**Given information**
......
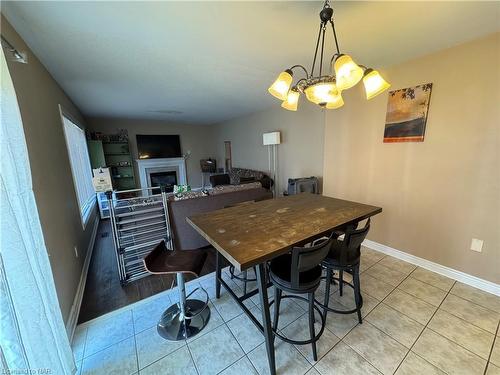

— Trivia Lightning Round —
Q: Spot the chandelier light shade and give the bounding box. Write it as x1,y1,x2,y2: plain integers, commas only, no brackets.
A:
268,69,293,100
334,55,363,91
304,82,338,105
363,69,391,100
268,0,390,111
281,89,300,111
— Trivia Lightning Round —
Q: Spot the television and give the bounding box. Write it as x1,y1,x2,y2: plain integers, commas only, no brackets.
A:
136,134,182,159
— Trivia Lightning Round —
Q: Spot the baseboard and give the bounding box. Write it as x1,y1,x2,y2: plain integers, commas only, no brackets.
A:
363,240,500,296
66,213,100,342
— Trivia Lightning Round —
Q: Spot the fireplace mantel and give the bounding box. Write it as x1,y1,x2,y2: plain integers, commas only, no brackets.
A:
136,157,187,189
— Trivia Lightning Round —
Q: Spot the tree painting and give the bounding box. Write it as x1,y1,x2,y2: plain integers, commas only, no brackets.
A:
384,83,432,142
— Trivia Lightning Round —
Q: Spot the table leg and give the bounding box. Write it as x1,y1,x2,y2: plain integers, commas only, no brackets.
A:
215,251,222,298
257,263,276,375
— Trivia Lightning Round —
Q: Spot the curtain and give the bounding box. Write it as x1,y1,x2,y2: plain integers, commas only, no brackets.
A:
0,49,76,374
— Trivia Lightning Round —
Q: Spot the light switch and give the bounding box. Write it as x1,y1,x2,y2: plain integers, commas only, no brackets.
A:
470,238,483,253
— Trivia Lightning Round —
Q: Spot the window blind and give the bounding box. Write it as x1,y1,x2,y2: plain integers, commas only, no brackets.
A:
63,116,96,227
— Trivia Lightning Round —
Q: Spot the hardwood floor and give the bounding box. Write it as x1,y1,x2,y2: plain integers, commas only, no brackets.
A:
78,220,215,323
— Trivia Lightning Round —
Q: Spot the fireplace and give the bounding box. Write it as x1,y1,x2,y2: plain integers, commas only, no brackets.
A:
149,171,177,193
137,158,187,194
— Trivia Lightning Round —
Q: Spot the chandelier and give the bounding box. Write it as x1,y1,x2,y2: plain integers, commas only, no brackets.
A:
268,0,390,111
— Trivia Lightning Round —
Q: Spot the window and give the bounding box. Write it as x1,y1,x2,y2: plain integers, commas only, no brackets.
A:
62,114,96,229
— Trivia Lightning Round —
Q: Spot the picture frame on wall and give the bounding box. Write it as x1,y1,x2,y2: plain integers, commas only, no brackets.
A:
384,83,432,143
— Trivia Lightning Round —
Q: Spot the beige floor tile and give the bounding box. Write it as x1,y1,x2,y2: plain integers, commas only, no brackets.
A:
360,272,394,301
343,322,408,374
330,288,380,316
282,314,339,364
248,339,311,375
81,337,138,375
219,357,257,375
211,291,255,322
398,277,446,306
188,325,245,375
396,352,446,375
361,247,385,266
486,362,500,375
140,346,198,375
306,367,321,375
384,289,437,324
490,337,500,367
227,307,264,353
428,309,495,359
135,327,186,369
412,328,486,375
440,294,500,334
365,263,407,286
187,301,224,342
315,342,380,375
326,310,358,338
366,303,424,348
450,282,500,313
411,267,455,291
379,256,417,275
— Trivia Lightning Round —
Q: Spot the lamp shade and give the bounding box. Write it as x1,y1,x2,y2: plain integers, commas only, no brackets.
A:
304,82,338,104
267,69,293,100
262,132,281,146
333,55,363,91
281,89,300,111
363,69,391,100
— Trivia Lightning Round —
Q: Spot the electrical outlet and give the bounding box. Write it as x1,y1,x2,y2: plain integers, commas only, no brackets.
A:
470,238,483,253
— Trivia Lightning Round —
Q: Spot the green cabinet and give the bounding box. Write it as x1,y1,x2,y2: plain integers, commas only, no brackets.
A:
102,141,136,190
87,140,136,191
87,140,106,169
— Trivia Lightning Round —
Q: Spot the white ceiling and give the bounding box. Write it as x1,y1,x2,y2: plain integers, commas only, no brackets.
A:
......
**Task goal**
Extract every line of the records above that contains the string "floor".

**Written reply**
Q: Spot the hardwood floor and give the bounding box. Write it as x1,y1,x2,y2: plain integers, commas only, no brackets.
Q: Spot the beige floor tile and give the bounding box. Write it as x1,y1,x2,y2: plain integers, commas only, no brackets.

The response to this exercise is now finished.